Data for processing.
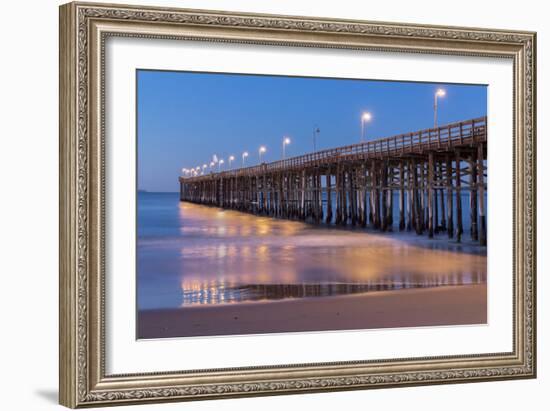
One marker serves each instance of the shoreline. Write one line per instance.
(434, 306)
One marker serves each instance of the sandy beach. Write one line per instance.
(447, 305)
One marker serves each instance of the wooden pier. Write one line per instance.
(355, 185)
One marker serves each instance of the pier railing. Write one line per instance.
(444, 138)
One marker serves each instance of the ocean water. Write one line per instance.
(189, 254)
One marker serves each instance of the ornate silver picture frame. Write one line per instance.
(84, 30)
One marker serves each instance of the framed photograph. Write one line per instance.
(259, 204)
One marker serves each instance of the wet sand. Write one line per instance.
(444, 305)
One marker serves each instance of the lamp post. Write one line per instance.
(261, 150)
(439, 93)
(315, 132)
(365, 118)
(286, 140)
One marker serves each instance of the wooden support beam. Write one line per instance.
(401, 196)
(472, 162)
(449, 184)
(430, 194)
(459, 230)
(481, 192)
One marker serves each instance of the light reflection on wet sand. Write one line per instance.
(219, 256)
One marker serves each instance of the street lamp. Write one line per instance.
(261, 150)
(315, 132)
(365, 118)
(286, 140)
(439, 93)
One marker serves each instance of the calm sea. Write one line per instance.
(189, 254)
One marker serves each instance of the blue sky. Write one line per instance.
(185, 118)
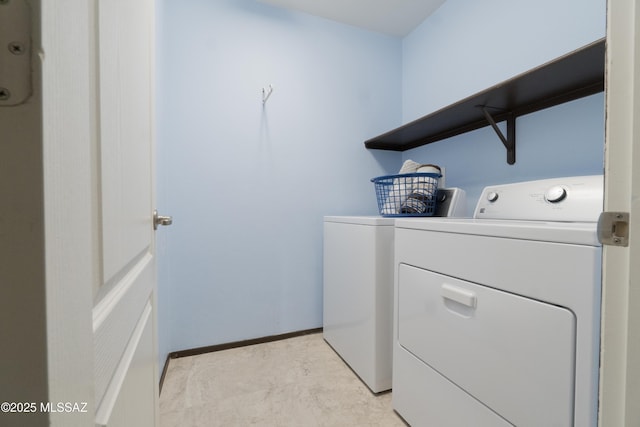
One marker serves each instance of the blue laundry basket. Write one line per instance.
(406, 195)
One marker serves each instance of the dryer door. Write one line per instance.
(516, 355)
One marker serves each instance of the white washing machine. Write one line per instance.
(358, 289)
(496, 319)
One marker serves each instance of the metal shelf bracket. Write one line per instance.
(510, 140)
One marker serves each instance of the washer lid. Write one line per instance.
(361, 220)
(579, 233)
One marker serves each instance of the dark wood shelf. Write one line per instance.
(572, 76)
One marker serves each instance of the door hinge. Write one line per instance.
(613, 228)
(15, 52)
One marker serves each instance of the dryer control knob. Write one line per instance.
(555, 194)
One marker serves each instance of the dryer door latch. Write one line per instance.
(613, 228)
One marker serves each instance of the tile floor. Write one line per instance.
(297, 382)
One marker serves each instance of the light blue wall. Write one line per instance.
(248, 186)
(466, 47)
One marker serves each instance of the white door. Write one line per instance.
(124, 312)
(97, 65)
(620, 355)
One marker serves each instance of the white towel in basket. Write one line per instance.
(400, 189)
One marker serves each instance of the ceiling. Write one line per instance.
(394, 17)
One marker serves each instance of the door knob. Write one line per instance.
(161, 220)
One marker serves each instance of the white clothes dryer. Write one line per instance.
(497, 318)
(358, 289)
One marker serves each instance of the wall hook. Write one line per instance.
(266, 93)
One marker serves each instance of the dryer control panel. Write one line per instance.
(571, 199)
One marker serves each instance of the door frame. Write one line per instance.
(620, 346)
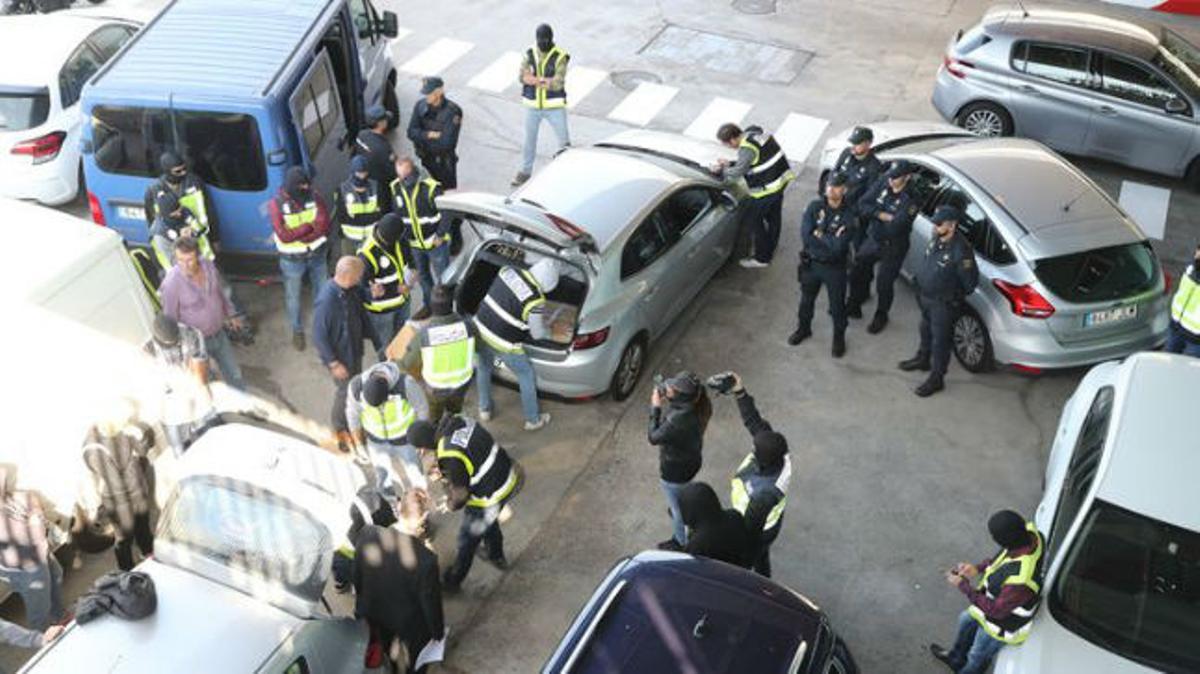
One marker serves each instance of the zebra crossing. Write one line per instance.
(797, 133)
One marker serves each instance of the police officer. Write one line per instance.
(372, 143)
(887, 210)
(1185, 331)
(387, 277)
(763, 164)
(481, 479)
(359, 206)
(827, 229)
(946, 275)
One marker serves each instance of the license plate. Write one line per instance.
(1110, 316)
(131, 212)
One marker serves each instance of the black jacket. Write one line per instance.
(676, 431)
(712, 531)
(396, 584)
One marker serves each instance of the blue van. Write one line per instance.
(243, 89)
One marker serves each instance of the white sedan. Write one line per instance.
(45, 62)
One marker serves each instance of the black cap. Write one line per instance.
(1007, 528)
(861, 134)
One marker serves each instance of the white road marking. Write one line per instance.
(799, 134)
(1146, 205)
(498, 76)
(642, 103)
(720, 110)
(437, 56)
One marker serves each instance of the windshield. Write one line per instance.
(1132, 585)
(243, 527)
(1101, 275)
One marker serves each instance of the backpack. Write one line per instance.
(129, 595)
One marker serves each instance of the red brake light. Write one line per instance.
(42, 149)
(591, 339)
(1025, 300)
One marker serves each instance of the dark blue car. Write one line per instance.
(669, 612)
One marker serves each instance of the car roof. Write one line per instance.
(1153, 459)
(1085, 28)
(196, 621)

What needs to be done. Reproduce all of the entries word for word, skipping any pictures they hold.

Answer box.
One marker serves each instance of the shoreline. Write one line per instance.
(434, 306)
One marker serves each instance of the sandy beach. Write one line per instance.
(447, 305)
One marker serves each instance of the wooden pier. Write one line per instance.
(355, 185)
One marker serves each instance of the pier railing. Write one line per instance.
(444, 138)
One marker serves each instance of the ocean water. Write one line per instance.
(189, 254)
One marker serves each instance of the ornate silver picture frame. Write one line per instance.
(84, 30)
One marker serves each instance of the framed photograph. Write one line per instance.
(259, 204)
One marker serves each instance of the wet sand. Write one line per instance.
(444, 305)
One marker serves each instance of the lamp post. Write one line per instance.
(261, 150)
(439, 93)
(315, 132)
(365, 118)
(286, 140)
One marker serves each instance of the wooden support beam. Write one line per instance.
(401, 196)
(472, 162)
(449, 184)
(430, 194)
(459, 230)
(481, 192)
One marker serves each instance of the light reflection on wet sand. Write one line per instance.
(219, 256)
One marker serves each instance of the street lamp. Write one line per instance.
(261, 150)
(315, 132)
(365, 118)
(286, 140)
(439, 93)
One marker serves each instance of the calm sea. Write one line per instance.
(189, 254)
One marker serves each instance of the blue sky. Write one line per instance.
(185, 118)
One marker serves each instance of the blue laundry basket. Write one line per instance.
(406, 195)
One marker serves each instance of the dryer door. Write one line per instance.
(516, 355)
One marker serves each instance of the white washing machine. Write one line per instance.
(358, 289)
(496, 319)
One marker serves each instance of the metal shelf bracket. Write one line per instance.
(510, 140)
One marker serves each instance of the washer lid. Write one line per instance.
(361, 220)
(579, 233)
One marker serves each instance of the dark wood shelf. Write one line per instance.
(572, 76)
One marker serves each instance of the door hinge. Write one line per instance.
(613, 228)
(15, 52)
One marker serves each instance of the dryer control knob. Write one line per instance.
(555, 194)
One marker serves each instance of the dryer door latch. Write one line per instance.
(613, 228)
One marker serves each instance of the tile floor. Write one line per instance.
(297, 382)
One marker serves each instance of the light blue wall. Write one line per instance.
(248, 186)
(466, 47)
One marker serves each instance of the white door. Write one line per instance.
(124, 312)
(97, 65)
(620, 355)
One marker serves each instance of the white towel in basket. Write one line per instance.
(400, 189)
One marker serves each instance of the ceiling. Write one line per instance.
(394, 17)
One marker serves each instance of the door knob. Write one line per instance.
(161, 220)
One marker serves each instance of the white clothes dryer. Write one line per instance.
(497, 318)
(358, 289)
One marker serves each instance of the wall hook. Write one line per instance.
(266, 93)
One marker serves each instance of the dryer control panel. Write one line per instance.
(571, 199)
One marker serves each instance of the door frame. Write one line per instance.
(620, 346)
One marker serves each instance of the zebra crossing. Write one line per instance.
(797, 133)
One marker serves each instance of the police officer. Write one line per instance.
(372, 143)
(887, 210)
(1185, 331)
(387, 277)
(763, 164)
(481, 479)
(359, 206)
(827, 229)
(946, 275)
One marker serves each instance of the license plate. Write one line per instance.
(1110, 316)
(131, 212)
One marker serves each instance of the black jacket. Write one line per instance.
(676, 431)
(712, 531)
(396, 584)
One marker serves each instance of the blue van. Write one line per instance.
(243, 89)
One marker serves each instance of the white sedan. Write one line per instance.
(45, 62)
One marker serves each instance of the black cap. Write one line per instance.
(1007, 528)
(861, 134)
One marker serves each instance of the white road marking. Write one line per instance.
(799, 134)
(1146, 205)
(498, 76)
(642, 103)
(720, 110)
(437, 56)
One marker serves each instance of the windshield. Write one line per instance.
(1132, 585)
(243, 527)
(1101, 275)
One marker serves each instance of the backpack. Write one line per instance.
(129, 595)
One marker serves each instance of the red brake light. Write one line per instance.
(42, 149)
(591, 339)
(1025, 300)
One marker serves each instance of the dark blue car. Write one line per instance.
(669, 612)
One marker serves each instance of the car roof. Write one line per instance.
(1153, 459)
(1085, 28)
(196, 621)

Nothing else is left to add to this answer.